**Texto fornecido:**
▬▬▬

A primeira condição para podermos saber até que ponto a vida e a experiência do autor se projectam na sua obra seria o conhecimento pormenorizado dessa vida. E o que a tal respeito sabemos não é muito. Ignora-se, designadamente, quando e onde nasceu, de que meio social provinha, o que fez em jovem, quando e onde morreu. O que se pode dar por seguro, ou pelo menos muito provável, é o seguinte:
  • Nasceu entre 1380 e 1390. Os motivos que há para o pensar são que em 1437 tinha um filho formado em medicina que estava ao serviço do infante Fernando. Ora os estudos médicos eram então demorados, e dificilmente se pode admitir que o rapaz tivesse menos de trinta anos naquela data. Se foi o primeiro filho, é o único de que há notícia, e se nasceu de um primeiro casamento, teríamos o casamento por volta de 1407, e o nascimento do escritor uns vinte a vinte cinco anos mais cedo. Muito antes não poderia ter sido, visto que em l459 ainda vivia. Este cálculo situaria o nascimento entre 1387 e 1382. É realmente à volta disso que andam as estimativas dos biógrafos.
Em 1418 é pela primeira vez mencionado como guarda das escrituras da Torre do Tombo. Era um cargo muito mais importante do que hoje nos poderia parecer. Não existiam conservatórias prediais nem do registo civil e a fonte de muitos direitos estava em títulos individuais, de que o único exemplar que fazia fé era o que se guardava no arquivo do Estado. Era pois o guarda das escrituras quem conservava, buscava e mandava certificar as fontes do direito de cada um.
O facto de atingir essa função relativamente novo (trinta e poucos anos) revela que já então devia ter longa carreira de funcionário, ou gozar de protecção valiosa. De facto, sabe-se que anteriormente tinha sido escrivão dos livros do rei, isto é, amanuense nas secretarias regias. Em 1423 sabemos que acumulava o cargo de guarda-mor com um outro: o de escrivão da puridade do infante Fernando. Era um lugar de confiança, que exercia ainda em 1437. Em 1428 exerce, além das duas anteriores, mais uma função:
  • notário público do dito senhor rei (João I) em todo o seu senhorio.

▬▬▬

**O que fazer:** Pode transcrever sem alterações o trecho do texto fornecido entre "Em 1418 é pela" e "de cada um.", ambos incluídos? O material não tem qualquer papel neste exercício.

▬▬▬

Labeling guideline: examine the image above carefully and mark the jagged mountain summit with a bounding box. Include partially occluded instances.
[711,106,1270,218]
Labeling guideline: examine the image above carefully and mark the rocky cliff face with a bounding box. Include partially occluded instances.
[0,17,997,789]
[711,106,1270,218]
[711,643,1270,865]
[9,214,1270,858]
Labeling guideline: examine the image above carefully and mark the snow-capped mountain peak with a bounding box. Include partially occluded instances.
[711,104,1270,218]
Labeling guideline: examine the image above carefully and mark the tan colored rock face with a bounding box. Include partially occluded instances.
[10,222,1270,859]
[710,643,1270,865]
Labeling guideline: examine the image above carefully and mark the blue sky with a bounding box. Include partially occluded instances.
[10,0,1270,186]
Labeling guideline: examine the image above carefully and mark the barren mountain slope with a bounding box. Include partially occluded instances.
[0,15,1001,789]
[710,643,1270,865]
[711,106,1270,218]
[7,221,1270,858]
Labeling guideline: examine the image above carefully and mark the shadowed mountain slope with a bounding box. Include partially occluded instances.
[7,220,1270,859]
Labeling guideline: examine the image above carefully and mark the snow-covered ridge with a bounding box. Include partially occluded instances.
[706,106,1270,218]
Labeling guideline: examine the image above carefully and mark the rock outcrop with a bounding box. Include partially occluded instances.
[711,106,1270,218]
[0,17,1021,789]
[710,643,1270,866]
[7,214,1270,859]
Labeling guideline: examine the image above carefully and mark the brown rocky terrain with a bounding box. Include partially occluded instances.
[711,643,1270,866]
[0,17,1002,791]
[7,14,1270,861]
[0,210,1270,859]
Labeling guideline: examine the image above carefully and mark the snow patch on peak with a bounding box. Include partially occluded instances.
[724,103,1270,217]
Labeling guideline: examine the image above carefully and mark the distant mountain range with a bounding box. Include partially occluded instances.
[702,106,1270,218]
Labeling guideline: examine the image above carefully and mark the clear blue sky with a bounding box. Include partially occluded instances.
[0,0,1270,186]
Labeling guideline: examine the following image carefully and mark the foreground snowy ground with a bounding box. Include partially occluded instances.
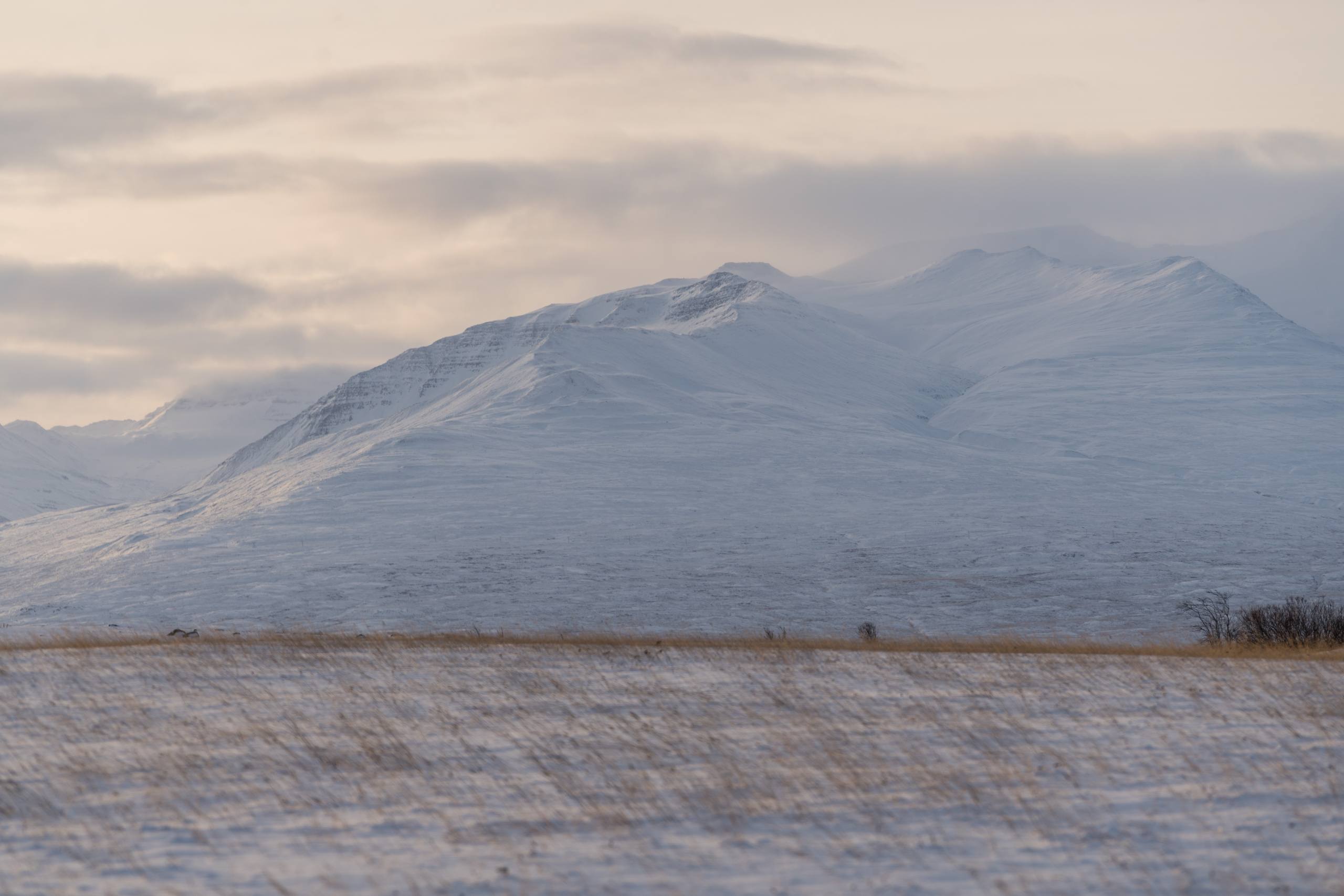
[0,637,1344,896]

▬▬▬

**Resolução do exercício:**
Em 1418 é pela primeira vez mencionado como guarda das escrituras da Torre do Tombo. Era um cargo muito mais importante do que hoje nos poderia parecer. Não existiam conservatórias prediais nem do registo civil e a fonte de muitos direitos estava em títulos individuais, de que o único exemplar que fazia fé era o que se guardava no arquivo do Estado. Era pois o guarda das escrituras quem conservava, buscava e mandava certificar as fontes do direito de cada um.